Provided records.

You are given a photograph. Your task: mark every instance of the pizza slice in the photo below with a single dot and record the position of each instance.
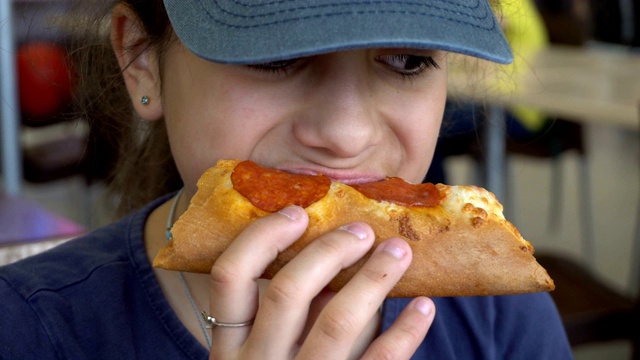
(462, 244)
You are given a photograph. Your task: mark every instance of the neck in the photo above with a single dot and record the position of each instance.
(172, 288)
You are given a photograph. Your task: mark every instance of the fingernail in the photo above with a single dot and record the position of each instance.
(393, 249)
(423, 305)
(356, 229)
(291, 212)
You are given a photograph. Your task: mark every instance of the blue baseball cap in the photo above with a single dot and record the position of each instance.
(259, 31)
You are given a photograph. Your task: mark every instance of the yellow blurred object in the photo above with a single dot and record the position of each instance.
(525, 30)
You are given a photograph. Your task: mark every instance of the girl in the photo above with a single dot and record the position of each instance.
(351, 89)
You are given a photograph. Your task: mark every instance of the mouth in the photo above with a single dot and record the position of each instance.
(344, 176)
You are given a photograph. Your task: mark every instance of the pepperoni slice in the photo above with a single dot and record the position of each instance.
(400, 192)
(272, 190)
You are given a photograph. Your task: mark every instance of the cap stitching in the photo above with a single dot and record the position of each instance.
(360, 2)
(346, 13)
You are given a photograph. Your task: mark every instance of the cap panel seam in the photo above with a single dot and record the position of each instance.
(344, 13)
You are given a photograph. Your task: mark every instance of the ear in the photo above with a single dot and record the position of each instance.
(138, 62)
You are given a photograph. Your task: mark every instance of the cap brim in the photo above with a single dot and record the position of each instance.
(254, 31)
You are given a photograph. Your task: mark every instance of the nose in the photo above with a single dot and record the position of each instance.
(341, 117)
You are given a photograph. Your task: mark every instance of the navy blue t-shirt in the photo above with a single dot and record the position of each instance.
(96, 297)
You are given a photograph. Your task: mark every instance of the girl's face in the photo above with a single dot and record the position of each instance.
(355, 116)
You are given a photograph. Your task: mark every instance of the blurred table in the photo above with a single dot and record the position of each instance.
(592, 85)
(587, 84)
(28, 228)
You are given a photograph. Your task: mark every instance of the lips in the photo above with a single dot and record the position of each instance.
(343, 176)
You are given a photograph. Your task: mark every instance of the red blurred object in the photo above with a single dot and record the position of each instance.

What needs to be done.
Return the material exactly as given, apart from the pictures.

Output for this task.
You are given a photograph. Your task: mark every instance of the pizza slice in the photo below with a single dot and record the position of each instance.
(462, 244)
You are given a photograph. Your task: mark every instance of the neck in the photo above with a single dot and record the position of each instance.
(172, 288)
You are given a photograph. Your task: mark every instance of the fingernail in the photo above with a single dot and record the position of each instance.
(393, 249)
(423, 305)
(356, 229)
(291, 212)
You are given a photograph. Your task: mark every instance of the blue baseball cap in the photo above with a single dot and record the position of each instance.
(259, 31)
You are given a photograph. Your task: mark every instance of the yellow blurred object in the photo above with a single dot and record the position of each instance.
(525, 30)
You are given a photograph. Your task: mark every instance of the girl in the photo above with a single dot and record the position of each instance.
(351, 89)
You are given a photograph. Your task: mark every instance of the mouth in the photo above with a single dot and record the position of each instance.
(344, 176)
You are given a photograph. Your task: mark every instance of the pepperoni slice in the photo above with a single dot and record the position of each instance.
(400, 192)
(272, 190)
You are given a photograph. Your task: mark every instance of the cap stitching in the photo above with a single dot and record the position of each instance.
(360, 2)
(346, 13)
You are given a photograph. Your task: mark every instance of the cap panel seam in the photo above with a single dot and record the position of each instance.
(344, 13)
You are given a photograph. Your task: mark every instance of the ear in the photo above with a single dot and record the position of each instance.
(138, 62)
You are given a photograph. Your task: mark every instance of the cap brim in the photo above with a single dot and record the position of each instance.
(254, 31)
You are given a photograph. Your task: mark every instance of the nose in the photo above with a single dot and record the position of each instance.
(341, 117)
You are given a photograph. Your task: mark every instance of the navy blue t-shirt in the photo above with a single dot and record the position of each instance.
(96, 297)
You are given a photograph. Your task: mark every instance of the girl's face in the photo above with a single dot and record the position of each instance.
(355, 116)
You are given a photograph. Your task: mark every instance of the blurred table in the photo above with a single dot and record the position of each instance.
(592, 85)
(587, 84)
(28, 228)
You are given a photograph. Your task: mark every instance of the lips in the photo above with a single dot and record the position of each instance.
(343, 176)
You are given a photograph. Your task: mark every instance of the red blurred object in the photo above with a single dot and record the position of each instance.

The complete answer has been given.